Write out every one of the following records again, line for line and without any changes.

■ TASK MATERIAL ■

========

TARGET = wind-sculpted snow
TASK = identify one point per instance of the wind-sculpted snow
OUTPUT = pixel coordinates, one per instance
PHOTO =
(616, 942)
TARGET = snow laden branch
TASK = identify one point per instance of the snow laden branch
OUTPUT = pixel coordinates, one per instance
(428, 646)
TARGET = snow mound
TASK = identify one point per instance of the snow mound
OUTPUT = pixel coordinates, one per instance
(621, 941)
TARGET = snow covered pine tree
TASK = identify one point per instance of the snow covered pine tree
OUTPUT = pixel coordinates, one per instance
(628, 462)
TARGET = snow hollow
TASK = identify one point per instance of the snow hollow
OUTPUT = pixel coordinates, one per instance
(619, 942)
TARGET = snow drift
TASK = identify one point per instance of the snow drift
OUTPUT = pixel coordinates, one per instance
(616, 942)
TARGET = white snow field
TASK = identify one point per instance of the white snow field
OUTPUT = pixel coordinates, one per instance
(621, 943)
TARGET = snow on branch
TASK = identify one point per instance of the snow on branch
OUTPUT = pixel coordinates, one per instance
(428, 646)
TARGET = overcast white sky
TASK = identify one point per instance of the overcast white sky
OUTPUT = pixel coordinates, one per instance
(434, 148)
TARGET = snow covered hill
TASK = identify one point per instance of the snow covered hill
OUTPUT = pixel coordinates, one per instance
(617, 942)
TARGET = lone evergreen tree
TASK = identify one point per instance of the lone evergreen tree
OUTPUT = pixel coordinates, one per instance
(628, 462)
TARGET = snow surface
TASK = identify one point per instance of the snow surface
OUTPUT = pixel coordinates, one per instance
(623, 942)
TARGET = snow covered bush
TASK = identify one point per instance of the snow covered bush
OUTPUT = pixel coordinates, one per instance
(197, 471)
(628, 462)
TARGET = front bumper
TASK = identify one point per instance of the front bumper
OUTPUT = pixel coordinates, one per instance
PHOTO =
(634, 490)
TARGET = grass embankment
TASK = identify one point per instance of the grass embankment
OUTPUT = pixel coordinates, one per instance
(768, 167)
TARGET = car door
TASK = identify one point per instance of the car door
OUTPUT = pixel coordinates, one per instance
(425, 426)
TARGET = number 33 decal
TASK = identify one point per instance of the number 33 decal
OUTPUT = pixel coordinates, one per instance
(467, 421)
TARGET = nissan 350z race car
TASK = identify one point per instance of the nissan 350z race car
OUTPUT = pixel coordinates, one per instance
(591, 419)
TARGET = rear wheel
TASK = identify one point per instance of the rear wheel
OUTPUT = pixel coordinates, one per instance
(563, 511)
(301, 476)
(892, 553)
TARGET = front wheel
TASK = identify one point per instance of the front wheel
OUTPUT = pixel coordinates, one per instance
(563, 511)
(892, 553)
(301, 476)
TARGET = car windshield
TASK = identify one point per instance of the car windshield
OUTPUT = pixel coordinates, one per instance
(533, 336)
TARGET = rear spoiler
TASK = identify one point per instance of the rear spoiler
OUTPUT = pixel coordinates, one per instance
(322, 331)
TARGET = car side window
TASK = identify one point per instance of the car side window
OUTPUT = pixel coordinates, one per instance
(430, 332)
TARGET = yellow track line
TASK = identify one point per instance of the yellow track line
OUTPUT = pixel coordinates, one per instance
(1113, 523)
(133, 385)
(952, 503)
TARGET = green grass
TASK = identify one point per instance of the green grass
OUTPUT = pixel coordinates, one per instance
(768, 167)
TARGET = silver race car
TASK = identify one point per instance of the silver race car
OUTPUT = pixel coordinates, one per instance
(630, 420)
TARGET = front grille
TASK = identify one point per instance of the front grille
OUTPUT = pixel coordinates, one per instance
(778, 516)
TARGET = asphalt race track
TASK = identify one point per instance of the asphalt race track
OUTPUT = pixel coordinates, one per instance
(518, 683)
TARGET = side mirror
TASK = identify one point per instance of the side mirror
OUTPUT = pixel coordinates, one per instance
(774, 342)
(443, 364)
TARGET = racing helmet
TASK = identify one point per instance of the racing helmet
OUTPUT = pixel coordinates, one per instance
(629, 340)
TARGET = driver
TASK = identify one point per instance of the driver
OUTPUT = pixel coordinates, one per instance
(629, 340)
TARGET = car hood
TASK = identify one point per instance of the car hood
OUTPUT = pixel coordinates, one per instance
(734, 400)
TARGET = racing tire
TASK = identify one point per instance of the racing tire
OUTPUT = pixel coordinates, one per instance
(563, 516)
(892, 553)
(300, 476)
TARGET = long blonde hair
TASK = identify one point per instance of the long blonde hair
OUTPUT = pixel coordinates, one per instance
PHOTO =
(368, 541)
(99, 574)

========

■ THE SOLUTION ■
TARGET = wind-sculpted snow
TASK = identify one point per instance of the wind-sculpted snow
OUTPUT = pixel coordinates, one per instance
PHOTO =
(616, 942)
TARGET = snow laden branch
TASK = identify one point per instance of the snow laden branch
OUTPUT = pixel coordinates, one per instance
(428, 646)
TARGET = snow mound
TASK = identify one point per instance of the snow mound
OUTPUT = pixel coordinates, one per instance
(621, 941)
TARGET = snow covered pine tree
TASK = identify one point per instance of the snow covered pine tree
OUTPUT = pixel coordinates, one per instance
(628, 462)
TARGET = snow hollow
TASK = identify one point per instance of the snow hollow
OUTPUT = pixel coordinates, one per instance
(619, 942)
TARGET = snow drift
TASK = identify one point per instance of the snow drift
OUTPUT = pixel coordinates, one per instance
(616, 942)
TARGET = white snow field
TASK = identify one point per instance of the white snow field
OUTPUT = pixel coordinates, one per instance
(621, 943)
TARGET = snow on branch
TASK = identify one point per instance of the snow on branch
OUTPUT = pixel coordinates, one per instance
(428, 646)
TARGET = overcast white sky
TASK = identify one point per instance of the overcast white sky
OUTPUT = pixel coordinates, one per instance
(434, 148)
TARGET = snow covered hill
TASK = identify one point per instance of the snow covered hill
OUTPUT = pixel coordinates, one per instance
(617, 942)
TARGET = lone evergreen tree
TASK = identify one point per instance of the lone evergreen tree
OUTPUT = pixel coordinates, one per instance
(628, 462)
TARGET = snow surface
TASK = identify one point per instance of the snow surface
OUTPUT = pixel coordinates, one per instance
(623, 942)
TARGET = snow covered bush
TASK = identify one point per instance of the snow covered bush
OUTPUT = pixel coordinates, one per instance
(197, 471)
(628, 462)
TARGET = front bumper
TASK = identify one point per instance of the front bumper
OUTPUT = pixel coordinates, one per instance
PHOTO =
(634, 490)
TARGET = grass embankment
TASK = identify one point per instance of the grass embankment
OUTPUT = pixel coordinates, one per instance
(768, 167)
TARGET = car door
TASK = identify one point per instance of the car door
OUTPUT = pixel coordinates, one per instance
(425, 426)
TARGET = number 33 decal
TASK = identify one point per instance of the number 33 decal
OUTPUT = pixel coordinates, one per instance
(467, 421)
TARGET = nissan 350z race car
TASK = identify one point per instance of the nissan 350z race car
OUTPUT = pixel coordinates, one per instance
(591, 419)
TARGET = rear wheel
TASK = identify one point per instance of the rear wheel
OUTPUT = pixel coordinates, one per instance
(563, 511)
(301, 476)
(892, 553)
TARGET = front wheel
TASK = identify one point per instance of the front wheel
OUTPUT = pixel coordinates, one per instance
(563, 511)
(892, 553)
(301, 476)
TARGET = car windshield
TASK = identify one point per instance of the car windshield
OUTPUT = pixel coordinates, one per instance
(533, 336)
TARGET = rear spoiler
TASK = identify one point per instance of the rear spoiler
OUTPUT = pixel coordinates, one per instance
(322, 331)
TARGET = car side window
TASK = identify one point per instance of the car side window
OUTPUT = pixel coordinates, one per instance
(430, 332)
TARGET = yellow track line
TASK = identify one point per instance of the yellow track line
OUTPUT = pixel coordinates, one per instance
(1113, 523)
(133, 385)
(952, 503)
TARGET = green grass
TASK = identify one point per instance of the green grass
OUTPUT = pixel coordinates, one per instance
(768, 167)
TARGET = silver race car
TASK = identify one point per instance of the silver race car
OUTPUT = pixel coordinates, one per instance
(630, 420)
TARGET = front grille
TASK = identify one point per instance of the front grille
OUTPUT = pixel coordinates, one per instance
(778, 516)
TARGET = asphalt race track
TASK = identify one point per instance of the asphalt race track
OUTPUT = pixel coordinates, one per instance
(518, 683)
TARGET = side mirror
TASK = identify one point per instance of the side mirror
OUTPUT = pixel coordinates, one per instance
(774, 342)
(443, 364)
TARGET = racing helmet
TASK = identify one point per instance of the racing helmet
OUTPUT = pixel coordinates, one per instance
(629, 340)
TARGET = driver
TASK = identify one point per instance of the driver
OUTPUT = pixel coordinates, one per instance
(629, 340)
TARGET = car hood
TASK = identify one point per instance of the car hood
OUTPUT = pixel coordinates, one per instance
(734, 400)
TARGET = racing tire
TASK = identify one point per instance of the racing tire
OUTPUT = pixel coordinates, one per instance
(563, 516)
(892, 553)
(300, 476)
TARGET = long blonde hair
TASK = identify one point per instance of the long blonde hair
OUTPUT = pixel coordinates, one per instance
PHOTO =
(368, 541)
(99, 574)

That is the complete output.